→ **Problem to solve**
Extract all lines that hold "dress" from the records below.

Region pointing data
────────────────────

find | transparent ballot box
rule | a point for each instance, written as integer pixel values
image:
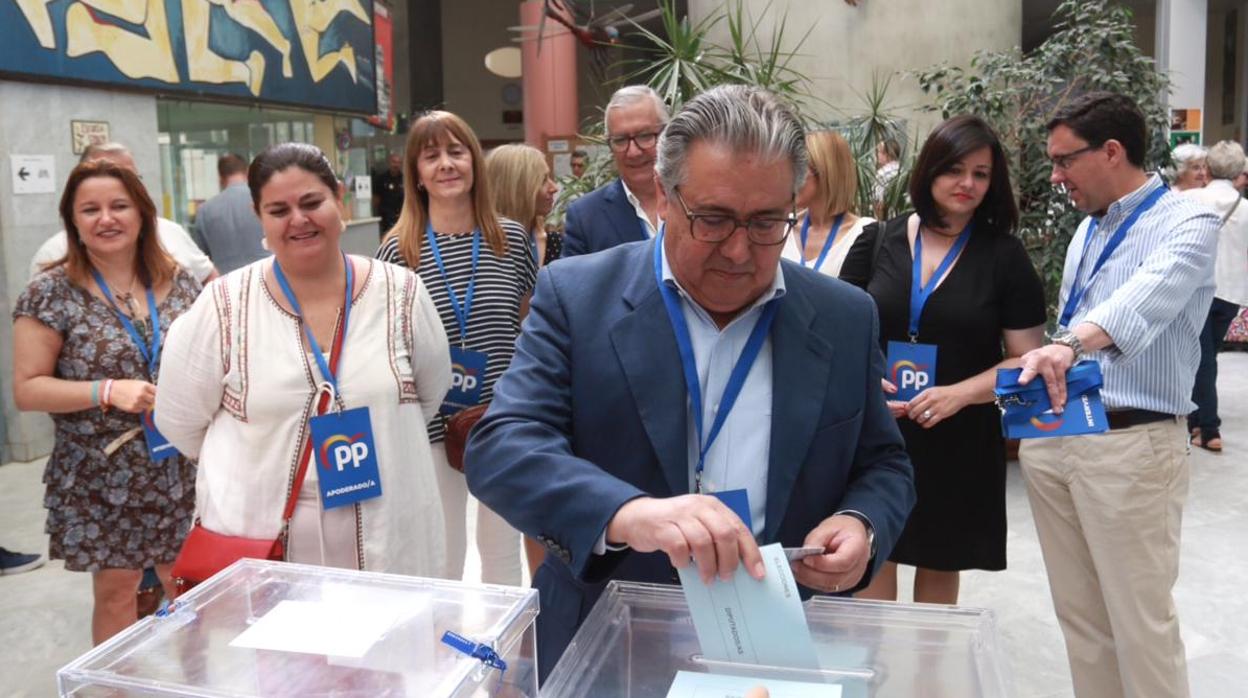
(639, 636)
(262, 628)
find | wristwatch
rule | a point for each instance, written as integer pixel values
(867, 525)
(1067, 339)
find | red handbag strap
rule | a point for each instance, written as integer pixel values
(335, 353)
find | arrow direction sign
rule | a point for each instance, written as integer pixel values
(33, 174)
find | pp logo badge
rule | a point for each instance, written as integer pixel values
(342, 452)
(911, 367)
(907, 375)
(467, 378)
(348, 471)
(463, 378)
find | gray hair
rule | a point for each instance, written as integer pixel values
(1187, 155)
(101, 150)
(1226, 160)
(630, 95)
(744, 119)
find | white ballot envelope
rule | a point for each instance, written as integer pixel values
(692, 684)
(751, 621)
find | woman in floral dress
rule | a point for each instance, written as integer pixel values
(82, 341)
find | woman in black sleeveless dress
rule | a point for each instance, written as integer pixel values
(986, 299)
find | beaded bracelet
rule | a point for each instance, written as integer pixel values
(105, 403)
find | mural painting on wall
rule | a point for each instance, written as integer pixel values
(310, 53)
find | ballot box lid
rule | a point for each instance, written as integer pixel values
(638, 637)
(273, 628)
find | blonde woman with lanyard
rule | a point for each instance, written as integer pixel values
(829, 227)
(479, 272)
(256, 396)
(86, 350)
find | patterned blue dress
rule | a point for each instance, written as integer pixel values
(121, 511)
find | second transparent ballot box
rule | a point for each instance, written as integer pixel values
(262, 628)
(639, 637)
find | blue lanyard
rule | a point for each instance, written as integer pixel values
(1077, 292)
(828, 244)
(151, 355)
(462, 311)
(735, 380)
(307, 330)
(919, 294)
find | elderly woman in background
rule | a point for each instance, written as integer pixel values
(829, 225)
(1226, 161)
(87, 350)
(523, 189)
(273, 345)
(481, 274)
(1191, 170)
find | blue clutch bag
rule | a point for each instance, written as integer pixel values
(1026, 411)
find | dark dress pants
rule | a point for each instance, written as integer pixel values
(1204, 392)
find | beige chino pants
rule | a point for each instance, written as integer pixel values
(1108, 510)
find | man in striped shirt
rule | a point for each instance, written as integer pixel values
(1137, 285)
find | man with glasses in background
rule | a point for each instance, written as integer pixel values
(1108, 507)
(694, 396)
(627, 209)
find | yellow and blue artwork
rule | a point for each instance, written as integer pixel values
(306, 53)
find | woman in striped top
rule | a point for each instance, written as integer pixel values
(479, 272)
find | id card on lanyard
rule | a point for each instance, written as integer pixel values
(689, 366)
(828, 244)
(157, 446)
(911, 366)
(467, 367)
(342, 440)
(1077, 292)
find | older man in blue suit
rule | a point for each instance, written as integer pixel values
(624, 210)
(680, 401)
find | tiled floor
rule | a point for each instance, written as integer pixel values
(45, 614)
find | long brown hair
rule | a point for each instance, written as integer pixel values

────────────────────

→ **Expected output**
find | woman in floral dress
find | woman in black sleeveless dress
find | patterned blue dress
find | dark dress pants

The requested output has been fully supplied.